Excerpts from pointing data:
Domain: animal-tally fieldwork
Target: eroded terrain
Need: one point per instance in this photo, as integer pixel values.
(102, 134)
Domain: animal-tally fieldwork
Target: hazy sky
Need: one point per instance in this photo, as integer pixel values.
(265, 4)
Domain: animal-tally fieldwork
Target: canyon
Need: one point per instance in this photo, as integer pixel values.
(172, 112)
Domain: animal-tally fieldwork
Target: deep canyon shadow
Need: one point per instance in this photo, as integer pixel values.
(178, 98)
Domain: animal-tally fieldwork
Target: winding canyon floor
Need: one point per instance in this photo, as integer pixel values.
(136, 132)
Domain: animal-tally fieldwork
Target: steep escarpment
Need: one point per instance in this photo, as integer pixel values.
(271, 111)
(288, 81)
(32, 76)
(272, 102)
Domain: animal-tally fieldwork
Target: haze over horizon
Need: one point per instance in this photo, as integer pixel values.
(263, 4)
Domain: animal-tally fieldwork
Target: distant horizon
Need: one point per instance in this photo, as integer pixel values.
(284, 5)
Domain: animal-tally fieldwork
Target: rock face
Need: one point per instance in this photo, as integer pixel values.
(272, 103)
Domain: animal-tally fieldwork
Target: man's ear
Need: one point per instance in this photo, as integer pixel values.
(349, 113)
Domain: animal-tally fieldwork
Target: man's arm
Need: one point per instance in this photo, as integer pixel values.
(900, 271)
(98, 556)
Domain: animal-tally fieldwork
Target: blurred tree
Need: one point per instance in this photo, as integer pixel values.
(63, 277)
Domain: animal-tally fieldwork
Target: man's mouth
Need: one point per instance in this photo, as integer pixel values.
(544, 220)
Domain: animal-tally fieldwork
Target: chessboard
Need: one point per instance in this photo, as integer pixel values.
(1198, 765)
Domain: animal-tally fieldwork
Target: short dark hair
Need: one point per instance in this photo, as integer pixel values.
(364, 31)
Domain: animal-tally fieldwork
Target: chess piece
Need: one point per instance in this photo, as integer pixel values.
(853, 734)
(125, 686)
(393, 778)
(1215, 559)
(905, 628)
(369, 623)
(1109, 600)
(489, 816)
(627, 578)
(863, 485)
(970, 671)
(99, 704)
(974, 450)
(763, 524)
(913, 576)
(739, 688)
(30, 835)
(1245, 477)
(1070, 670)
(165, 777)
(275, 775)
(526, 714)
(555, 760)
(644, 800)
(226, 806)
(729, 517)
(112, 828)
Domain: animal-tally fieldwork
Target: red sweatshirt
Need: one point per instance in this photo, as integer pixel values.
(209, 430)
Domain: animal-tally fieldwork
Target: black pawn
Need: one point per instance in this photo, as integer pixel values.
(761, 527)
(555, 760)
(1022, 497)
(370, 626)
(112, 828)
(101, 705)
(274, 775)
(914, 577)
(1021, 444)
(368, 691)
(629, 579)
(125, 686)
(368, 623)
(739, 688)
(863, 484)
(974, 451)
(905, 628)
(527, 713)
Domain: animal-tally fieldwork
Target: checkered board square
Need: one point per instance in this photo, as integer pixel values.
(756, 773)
* * *
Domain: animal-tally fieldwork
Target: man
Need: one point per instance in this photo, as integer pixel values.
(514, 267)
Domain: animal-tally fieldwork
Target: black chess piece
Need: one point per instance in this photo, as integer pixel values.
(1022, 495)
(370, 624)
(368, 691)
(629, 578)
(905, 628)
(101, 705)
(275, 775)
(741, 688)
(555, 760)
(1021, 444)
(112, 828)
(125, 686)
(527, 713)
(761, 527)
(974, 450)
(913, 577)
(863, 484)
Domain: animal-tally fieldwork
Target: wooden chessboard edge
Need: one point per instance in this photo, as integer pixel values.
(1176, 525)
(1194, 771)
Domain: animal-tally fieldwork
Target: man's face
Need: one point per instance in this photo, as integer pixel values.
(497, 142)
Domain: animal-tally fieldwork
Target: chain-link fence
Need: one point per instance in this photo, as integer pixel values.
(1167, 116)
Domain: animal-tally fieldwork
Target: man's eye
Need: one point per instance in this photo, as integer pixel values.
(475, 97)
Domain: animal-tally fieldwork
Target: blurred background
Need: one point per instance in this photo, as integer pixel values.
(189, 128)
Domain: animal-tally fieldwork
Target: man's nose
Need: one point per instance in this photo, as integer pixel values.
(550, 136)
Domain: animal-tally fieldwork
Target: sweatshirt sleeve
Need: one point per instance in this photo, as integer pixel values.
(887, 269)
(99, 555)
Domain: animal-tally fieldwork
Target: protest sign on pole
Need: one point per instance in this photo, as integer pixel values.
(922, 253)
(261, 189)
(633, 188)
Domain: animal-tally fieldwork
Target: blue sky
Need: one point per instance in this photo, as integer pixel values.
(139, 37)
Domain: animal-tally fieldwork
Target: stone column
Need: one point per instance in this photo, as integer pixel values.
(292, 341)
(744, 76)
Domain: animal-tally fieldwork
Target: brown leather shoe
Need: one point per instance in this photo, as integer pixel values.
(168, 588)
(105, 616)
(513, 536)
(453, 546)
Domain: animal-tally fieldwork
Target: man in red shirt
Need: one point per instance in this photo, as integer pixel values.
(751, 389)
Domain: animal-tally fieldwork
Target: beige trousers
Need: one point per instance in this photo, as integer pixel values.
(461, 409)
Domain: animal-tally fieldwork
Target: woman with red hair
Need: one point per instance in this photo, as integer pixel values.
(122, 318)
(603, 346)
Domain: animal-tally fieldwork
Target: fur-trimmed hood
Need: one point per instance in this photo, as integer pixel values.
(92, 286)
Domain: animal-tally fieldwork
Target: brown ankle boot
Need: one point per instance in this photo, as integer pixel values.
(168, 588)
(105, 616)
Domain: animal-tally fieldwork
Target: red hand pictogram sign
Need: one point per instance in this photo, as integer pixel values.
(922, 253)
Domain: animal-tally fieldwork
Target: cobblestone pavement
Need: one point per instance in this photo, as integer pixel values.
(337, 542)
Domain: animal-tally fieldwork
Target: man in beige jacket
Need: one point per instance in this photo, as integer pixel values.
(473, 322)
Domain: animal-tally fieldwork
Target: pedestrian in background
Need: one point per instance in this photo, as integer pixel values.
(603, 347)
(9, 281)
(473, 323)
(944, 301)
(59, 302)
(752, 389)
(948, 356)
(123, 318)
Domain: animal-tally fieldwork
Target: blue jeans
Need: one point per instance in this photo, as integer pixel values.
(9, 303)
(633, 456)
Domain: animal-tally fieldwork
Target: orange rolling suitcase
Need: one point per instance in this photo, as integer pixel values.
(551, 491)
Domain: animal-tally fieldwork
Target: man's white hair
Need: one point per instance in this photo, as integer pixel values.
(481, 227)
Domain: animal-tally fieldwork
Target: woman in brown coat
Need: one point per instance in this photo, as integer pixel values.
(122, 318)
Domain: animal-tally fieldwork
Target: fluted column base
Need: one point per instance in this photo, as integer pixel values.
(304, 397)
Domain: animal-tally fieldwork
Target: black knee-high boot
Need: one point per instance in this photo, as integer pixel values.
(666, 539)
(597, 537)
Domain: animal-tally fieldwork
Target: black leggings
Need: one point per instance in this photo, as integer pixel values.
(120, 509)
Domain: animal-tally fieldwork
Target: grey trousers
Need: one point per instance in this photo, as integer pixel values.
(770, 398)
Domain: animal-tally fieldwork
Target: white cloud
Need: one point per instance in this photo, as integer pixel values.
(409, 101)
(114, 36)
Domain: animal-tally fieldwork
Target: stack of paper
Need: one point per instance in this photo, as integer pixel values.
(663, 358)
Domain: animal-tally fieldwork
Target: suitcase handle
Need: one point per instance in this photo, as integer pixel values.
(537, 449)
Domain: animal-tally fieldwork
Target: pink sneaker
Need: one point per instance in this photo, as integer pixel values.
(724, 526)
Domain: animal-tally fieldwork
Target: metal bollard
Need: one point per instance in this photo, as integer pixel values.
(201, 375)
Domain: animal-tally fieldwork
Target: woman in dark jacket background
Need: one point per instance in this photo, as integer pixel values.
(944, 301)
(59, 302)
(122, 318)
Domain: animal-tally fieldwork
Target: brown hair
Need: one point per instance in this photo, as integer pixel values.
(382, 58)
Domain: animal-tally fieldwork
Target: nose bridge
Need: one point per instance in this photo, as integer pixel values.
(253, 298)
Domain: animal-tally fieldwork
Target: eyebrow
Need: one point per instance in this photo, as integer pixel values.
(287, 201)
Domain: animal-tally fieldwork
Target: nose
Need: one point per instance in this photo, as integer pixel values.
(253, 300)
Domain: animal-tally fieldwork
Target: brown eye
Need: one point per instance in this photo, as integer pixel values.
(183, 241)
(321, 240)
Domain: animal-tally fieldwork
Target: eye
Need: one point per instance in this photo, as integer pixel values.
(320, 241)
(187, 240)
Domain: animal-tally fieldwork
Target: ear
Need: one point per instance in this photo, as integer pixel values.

Task prompt> Report each line of the items above that contains the word "woman", copying every such line in full.

Right answer>
Target: woman with red hair
Target: woman in brown coat
Target: woman in dark jacket background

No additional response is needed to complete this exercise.